_DIRECTIONS:_
Rewrite the data from the line that has "encloses the bird." through the line that has "[[27, 95, 542, 498]]", shifting every bounding-box coordinate in the reply by -125. Copy every other line unchanged, including the sample coordinates in the format hint.

_SOURCE DATA:_

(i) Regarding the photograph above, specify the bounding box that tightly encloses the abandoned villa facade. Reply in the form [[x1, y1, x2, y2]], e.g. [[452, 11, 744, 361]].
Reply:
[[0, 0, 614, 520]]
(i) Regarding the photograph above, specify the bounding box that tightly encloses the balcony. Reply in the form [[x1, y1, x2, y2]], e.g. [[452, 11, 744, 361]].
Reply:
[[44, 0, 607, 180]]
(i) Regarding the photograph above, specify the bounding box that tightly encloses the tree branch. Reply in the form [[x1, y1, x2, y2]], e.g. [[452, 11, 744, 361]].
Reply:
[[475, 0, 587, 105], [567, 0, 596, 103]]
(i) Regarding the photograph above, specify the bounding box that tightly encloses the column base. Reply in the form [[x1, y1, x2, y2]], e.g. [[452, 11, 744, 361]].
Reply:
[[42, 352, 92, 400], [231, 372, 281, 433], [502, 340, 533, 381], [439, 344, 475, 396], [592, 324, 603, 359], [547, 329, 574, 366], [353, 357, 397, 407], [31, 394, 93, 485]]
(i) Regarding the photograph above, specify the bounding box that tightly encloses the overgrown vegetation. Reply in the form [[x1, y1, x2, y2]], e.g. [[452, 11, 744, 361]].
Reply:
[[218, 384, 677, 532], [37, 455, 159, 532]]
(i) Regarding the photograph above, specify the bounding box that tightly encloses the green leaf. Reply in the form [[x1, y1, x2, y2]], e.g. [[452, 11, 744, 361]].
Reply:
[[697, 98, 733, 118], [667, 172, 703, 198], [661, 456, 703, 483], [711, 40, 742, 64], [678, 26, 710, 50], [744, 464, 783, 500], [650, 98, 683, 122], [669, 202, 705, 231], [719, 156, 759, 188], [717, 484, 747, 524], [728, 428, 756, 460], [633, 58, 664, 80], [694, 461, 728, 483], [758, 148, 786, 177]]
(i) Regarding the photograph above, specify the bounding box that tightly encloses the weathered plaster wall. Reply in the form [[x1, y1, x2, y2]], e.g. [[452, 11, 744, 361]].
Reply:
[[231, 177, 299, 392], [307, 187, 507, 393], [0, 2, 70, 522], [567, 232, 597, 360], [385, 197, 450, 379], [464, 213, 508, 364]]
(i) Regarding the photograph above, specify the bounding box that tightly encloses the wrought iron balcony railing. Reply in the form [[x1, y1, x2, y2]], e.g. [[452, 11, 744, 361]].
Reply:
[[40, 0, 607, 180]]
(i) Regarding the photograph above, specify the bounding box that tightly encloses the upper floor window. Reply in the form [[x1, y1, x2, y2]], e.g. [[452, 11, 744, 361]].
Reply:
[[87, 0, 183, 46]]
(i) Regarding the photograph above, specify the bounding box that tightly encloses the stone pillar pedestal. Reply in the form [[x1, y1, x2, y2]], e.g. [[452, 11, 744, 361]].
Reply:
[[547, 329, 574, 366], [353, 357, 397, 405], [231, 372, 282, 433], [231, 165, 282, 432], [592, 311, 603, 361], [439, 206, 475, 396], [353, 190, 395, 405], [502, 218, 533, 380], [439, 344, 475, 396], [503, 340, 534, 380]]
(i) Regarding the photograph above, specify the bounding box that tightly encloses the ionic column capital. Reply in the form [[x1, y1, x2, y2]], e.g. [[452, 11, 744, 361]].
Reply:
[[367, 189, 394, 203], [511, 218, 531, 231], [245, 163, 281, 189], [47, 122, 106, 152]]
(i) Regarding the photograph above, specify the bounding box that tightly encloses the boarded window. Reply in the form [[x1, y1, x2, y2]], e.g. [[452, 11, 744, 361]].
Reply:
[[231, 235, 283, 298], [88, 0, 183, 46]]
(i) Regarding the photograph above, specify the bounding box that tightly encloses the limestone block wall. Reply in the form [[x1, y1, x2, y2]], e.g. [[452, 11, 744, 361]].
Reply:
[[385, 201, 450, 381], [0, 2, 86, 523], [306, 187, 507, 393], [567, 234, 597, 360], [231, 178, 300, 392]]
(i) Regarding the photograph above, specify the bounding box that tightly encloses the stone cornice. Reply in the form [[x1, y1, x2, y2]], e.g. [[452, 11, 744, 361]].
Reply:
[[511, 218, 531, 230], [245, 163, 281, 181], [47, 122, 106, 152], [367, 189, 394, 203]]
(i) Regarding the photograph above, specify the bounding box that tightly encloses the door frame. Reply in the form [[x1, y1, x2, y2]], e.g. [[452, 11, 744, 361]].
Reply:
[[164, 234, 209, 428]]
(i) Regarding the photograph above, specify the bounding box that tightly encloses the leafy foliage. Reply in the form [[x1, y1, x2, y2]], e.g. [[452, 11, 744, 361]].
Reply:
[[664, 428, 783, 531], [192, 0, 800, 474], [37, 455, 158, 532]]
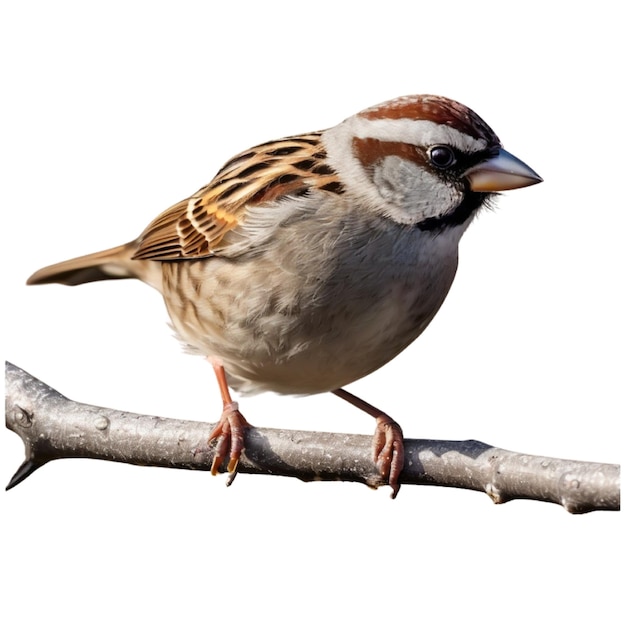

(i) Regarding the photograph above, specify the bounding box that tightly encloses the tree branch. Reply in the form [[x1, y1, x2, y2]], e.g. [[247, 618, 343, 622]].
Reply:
[[6, 363, 620, 513]]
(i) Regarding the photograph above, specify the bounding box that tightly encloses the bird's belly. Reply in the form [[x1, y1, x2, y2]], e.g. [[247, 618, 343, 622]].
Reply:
[[164, 238, 456, 394]]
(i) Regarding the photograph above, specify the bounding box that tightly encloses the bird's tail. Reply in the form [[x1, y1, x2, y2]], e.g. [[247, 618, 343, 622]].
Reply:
[[26, 241, 161, 291]]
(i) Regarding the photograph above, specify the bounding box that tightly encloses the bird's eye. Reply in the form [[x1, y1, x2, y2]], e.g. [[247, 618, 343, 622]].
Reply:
[[428, 146, 456, 169]]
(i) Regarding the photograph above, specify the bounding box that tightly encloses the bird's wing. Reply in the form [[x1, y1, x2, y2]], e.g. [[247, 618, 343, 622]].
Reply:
[[133, 132, 343, 261]]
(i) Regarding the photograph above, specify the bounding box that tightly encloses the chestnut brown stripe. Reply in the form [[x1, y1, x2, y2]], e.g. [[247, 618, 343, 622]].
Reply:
[[352, 137, 426, 167], [360, 96, 497, 141]]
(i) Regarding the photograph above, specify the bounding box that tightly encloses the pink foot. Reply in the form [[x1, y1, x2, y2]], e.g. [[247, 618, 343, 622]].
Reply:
[[209, 402, 250, 476], [373, 413, 404, 498]]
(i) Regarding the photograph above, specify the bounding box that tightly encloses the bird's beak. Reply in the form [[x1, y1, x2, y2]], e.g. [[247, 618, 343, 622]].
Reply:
[[464, 148, 543, 192]]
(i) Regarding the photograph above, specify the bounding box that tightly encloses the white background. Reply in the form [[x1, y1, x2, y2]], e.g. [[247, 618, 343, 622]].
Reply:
[[0, 0, 626, 624]]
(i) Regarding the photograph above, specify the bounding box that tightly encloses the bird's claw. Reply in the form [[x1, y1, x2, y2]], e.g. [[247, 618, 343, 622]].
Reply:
[[209, 402, 250, 476], [373, 414, 404, 498]]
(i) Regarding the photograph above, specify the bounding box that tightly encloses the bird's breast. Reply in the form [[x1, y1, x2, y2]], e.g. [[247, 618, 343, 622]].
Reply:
[[157, 210, 458, 394]]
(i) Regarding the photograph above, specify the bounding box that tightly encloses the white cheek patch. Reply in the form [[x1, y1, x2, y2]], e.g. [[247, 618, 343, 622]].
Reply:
[[373, 156, 463, 224]]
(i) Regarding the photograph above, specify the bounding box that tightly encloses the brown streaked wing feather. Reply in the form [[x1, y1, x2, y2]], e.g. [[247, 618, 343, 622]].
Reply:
[[133, 132, 343, 261]]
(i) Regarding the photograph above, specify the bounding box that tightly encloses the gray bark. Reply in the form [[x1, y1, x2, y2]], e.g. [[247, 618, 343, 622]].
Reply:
[[6, 363, 620, 513]]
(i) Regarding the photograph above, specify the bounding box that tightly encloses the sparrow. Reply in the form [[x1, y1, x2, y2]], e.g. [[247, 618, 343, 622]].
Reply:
[[28, 95, 542, 497]]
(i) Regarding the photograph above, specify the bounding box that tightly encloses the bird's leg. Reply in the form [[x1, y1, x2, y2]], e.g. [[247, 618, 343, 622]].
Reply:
[[333, 389, 404, 498], [209, 361, 250, 476]]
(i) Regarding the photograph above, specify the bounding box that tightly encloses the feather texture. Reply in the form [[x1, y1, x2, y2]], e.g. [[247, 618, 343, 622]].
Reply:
[[133, 132, 343, 261]]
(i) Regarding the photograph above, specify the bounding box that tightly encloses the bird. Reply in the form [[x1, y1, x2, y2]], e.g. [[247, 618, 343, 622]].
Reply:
[[27, 95, 542, 498]]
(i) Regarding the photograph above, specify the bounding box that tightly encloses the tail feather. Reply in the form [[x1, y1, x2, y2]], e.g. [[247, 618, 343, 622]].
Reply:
[[26, 241, 161, 289]]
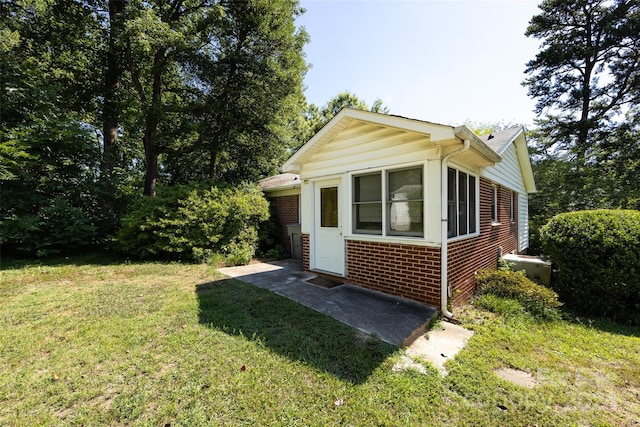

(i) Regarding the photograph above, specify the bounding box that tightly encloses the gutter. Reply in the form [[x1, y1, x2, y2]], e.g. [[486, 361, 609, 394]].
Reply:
[[440, 139, 471, 319]]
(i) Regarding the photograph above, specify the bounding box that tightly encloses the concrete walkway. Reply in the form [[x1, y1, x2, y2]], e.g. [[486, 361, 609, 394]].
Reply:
[[218, 260, 437, 346]]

_FULL OUTPUT:_
(i) Regarding the photograph above, specify the bounding box that tightly encloses the bird. Reply in the form [[x1, y1, x2, y2]], e.g. [[247, 618, 343, 622]].
Reply:
[[-98, -30, 417, 373]]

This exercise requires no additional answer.